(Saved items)
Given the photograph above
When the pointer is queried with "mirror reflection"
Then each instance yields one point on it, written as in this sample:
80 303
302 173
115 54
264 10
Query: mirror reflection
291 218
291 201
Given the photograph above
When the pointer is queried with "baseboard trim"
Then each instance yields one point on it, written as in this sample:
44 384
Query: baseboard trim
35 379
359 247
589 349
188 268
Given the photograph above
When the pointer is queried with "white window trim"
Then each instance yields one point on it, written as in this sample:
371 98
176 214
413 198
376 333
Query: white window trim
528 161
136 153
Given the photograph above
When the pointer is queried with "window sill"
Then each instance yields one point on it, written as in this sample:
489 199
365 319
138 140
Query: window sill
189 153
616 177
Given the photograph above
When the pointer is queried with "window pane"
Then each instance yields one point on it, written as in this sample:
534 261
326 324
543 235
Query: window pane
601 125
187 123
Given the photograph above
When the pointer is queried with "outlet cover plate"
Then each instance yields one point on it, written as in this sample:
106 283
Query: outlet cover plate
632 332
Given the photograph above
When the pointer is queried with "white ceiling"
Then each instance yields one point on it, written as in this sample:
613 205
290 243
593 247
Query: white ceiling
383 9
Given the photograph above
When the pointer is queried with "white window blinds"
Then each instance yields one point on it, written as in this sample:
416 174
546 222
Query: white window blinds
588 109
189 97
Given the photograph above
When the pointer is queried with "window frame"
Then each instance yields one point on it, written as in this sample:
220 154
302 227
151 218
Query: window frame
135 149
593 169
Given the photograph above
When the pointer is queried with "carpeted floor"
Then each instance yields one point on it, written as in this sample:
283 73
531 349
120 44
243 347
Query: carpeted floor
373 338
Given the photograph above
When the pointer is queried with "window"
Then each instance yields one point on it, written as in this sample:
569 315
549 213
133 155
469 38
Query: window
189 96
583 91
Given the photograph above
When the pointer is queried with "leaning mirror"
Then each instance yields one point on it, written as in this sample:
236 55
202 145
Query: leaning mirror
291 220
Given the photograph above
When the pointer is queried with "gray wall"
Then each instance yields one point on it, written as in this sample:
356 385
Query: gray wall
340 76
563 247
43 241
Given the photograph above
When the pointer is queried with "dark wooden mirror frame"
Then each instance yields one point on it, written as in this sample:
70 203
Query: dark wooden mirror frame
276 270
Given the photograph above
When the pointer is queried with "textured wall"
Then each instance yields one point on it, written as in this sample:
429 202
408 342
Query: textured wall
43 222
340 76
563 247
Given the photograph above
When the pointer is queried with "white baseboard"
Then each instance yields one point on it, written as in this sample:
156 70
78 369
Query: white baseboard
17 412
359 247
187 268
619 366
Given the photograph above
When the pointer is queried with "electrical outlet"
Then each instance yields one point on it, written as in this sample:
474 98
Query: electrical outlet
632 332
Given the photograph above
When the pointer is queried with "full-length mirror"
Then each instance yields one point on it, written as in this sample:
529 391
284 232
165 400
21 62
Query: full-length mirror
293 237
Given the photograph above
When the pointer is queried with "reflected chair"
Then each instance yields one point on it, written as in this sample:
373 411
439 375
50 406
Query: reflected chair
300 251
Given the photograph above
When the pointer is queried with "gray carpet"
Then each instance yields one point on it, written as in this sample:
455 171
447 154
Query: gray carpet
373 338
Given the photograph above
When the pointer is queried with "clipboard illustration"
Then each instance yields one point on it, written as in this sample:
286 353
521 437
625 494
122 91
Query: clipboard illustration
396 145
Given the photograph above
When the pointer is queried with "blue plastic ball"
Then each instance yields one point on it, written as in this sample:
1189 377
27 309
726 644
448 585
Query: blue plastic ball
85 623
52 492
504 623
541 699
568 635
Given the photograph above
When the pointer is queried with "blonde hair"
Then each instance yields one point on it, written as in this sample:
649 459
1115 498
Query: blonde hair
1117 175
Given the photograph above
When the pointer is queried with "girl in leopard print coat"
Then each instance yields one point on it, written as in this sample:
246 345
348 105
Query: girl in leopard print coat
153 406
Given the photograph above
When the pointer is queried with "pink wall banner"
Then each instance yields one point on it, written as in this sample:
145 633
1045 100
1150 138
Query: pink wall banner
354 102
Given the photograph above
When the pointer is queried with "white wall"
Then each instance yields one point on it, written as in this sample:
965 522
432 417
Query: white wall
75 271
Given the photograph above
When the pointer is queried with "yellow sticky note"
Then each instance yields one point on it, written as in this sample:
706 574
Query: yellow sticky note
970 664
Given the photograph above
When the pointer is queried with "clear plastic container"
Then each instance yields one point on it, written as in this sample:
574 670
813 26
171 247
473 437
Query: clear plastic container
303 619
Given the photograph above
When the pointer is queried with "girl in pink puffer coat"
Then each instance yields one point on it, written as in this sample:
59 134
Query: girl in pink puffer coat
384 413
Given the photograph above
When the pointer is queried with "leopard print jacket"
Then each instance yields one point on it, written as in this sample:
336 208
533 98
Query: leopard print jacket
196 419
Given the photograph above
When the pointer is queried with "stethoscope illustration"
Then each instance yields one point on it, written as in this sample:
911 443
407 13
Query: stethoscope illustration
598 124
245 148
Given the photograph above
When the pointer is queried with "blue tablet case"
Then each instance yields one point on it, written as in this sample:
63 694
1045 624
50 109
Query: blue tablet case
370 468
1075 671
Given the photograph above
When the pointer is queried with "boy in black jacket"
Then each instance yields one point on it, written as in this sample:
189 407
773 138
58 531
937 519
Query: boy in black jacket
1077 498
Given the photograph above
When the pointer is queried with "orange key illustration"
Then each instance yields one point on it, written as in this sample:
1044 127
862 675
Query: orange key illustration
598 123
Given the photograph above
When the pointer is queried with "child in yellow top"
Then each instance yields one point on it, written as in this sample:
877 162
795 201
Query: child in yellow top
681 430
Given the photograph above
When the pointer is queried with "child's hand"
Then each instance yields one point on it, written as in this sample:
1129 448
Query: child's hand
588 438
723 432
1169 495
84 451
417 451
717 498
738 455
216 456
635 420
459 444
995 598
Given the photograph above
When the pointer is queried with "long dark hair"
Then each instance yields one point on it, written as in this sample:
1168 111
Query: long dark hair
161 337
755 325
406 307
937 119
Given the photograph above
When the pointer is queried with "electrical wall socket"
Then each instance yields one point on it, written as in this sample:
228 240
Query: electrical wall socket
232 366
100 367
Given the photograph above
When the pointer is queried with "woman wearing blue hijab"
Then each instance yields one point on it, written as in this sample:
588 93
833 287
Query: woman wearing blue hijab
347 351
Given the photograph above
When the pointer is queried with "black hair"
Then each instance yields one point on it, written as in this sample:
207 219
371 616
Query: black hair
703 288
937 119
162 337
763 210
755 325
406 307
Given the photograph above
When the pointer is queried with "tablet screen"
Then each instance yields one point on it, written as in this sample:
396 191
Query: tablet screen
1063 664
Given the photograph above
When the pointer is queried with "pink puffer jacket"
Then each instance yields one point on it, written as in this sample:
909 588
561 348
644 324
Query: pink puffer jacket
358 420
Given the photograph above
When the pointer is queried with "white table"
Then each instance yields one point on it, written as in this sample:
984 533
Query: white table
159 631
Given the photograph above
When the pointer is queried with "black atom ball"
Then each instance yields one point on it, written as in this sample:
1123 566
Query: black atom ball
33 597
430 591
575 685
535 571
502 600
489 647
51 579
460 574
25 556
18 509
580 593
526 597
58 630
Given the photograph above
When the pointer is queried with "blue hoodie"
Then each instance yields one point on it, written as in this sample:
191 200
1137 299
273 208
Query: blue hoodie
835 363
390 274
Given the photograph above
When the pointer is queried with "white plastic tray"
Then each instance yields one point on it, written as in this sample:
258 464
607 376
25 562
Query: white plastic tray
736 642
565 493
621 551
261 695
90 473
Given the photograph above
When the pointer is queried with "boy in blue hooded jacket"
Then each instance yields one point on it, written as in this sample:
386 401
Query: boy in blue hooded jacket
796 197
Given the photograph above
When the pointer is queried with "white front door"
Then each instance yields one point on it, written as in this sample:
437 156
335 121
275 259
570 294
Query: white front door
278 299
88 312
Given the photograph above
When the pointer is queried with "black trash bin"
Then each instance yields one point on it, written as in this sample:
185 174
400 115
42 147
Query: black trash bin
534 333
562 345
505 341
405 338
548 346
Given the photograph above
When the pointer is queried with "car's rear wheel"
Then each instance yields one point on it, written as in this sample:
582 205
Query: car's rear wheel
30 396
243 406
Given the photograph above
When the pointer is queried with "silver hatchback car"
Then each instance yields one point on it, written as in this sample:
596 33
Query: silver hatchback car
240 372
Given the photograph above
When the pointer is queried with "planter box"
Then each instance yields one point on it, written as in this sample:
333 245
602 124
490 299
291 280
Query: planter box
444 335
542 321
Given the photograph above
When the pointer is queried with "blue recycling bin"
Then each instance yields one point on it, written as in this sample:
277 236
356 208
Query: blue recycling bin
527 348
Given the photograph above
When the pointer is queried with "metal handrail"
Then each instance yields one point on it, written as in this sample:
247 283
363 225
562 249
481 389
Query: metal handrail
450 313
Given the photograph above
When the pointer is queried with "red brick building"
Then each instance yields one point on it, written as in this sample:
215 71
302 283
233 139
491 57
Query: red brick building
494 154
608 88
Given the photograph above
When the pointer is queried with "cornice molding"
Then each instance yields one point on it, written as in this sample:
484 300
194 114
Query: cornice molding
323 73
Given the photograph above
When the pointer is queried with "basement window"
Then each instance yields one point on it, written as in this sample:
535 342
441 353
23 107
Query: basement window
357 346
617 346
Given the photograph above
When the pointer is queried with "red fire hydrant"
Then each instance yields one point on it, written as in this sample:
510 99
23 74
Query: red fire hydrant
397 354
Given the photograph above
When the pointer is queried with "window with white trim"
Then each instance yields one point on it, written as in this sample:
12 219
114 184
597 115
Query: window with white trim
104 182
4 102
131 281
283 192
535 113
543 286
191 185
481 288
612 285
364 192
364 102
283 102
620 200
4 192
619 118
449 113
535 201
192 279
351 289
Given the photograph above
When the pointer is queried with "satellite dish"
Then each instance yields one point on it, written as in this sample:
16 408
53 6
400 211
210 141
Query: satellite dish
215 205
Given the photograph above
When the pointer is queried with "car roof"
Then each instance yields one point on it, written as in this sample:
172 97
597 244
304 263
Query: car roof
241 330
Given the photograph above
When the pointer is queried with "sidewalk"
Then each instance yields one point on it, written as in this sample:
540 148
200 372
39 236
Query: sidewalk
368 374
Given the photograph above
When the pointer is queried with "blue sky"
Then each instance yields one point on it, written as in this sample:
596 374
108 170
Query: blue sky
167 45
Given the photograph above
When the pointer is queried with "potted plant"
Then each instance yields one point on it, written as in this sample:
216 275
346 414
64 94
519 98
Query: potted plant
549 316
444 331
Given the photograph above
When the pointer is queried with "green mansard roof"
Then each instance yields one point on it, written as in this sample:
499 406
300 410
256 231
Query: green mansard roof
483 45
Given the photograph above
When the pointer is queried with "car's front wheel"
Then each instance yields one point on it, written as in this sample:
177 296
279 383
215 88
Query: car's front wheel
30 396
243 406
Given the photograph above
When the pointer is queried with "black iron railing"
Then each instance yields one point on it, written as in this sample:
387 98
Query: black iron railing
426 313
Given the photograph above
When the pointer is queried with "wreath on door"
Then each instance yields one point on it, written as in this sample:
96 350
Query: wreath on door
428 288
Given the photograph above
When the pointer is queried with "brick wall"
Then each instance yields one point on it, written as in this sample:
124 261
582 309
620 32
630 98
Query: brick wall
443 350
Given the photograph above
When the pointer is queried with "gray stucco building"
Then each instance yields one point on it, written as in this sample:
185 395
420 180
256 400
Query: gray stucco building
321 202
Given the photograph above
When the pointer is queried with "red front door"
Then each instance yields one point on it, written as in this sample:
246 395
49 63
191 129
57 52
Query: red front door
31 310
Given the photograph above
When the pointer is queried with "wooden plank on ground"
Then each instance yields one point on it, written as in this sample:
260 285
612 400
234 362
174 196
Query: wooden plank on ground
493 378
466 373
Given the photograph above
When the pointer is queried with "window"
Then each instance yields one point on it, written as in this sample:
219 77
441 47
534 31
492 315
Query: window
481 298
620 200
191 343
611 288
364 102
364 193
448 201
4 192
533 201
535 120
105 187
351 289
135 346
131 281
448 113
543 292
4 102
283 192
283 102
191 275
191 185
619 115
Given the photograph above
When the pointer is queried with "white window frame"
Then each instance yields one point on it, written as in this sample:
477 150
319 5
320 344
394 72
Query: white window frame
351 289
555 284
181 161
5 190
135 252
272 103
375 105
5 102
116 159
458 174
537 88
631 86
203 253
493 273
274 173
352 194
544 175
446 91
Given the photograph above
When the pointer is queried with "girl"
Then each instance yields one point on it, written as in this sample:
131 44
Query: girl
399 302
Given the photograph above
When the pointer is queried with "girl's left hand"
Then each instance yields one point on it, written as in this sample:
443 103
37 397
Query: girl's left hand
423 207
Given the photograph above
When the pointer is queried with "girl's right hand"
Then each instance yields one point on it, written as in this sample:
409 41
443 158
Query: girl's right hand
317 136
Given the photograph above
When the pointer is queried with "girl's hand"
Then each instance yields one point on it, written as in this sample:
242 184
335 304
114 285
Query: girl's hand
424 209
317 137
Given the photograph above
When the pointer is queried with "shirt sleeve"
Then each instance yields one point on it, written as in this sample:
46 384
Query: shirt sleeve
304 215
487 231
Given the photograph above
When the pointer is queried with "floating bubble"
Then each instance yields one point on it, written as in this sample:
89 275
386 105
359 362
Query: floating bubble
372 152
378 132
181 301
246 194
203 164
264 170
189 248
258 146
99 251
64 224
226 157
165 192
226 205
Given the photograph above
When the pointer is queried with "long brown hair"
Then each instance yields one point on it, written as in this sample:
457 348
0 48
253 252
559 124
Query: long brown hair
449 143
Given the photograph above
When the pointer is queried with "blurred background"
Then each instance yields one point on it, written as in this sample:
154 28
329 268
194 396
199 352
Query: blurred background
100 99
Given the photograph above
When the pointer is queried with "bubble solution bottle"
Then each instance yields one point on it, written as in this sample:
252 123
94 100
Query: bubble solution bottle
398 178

> What to work on:
Pick out each line in the items above that contains the string "length" and copy those lines in full.

> Correct response:
When the pointer is queried with "full-length mirror"
Query: full-length mirror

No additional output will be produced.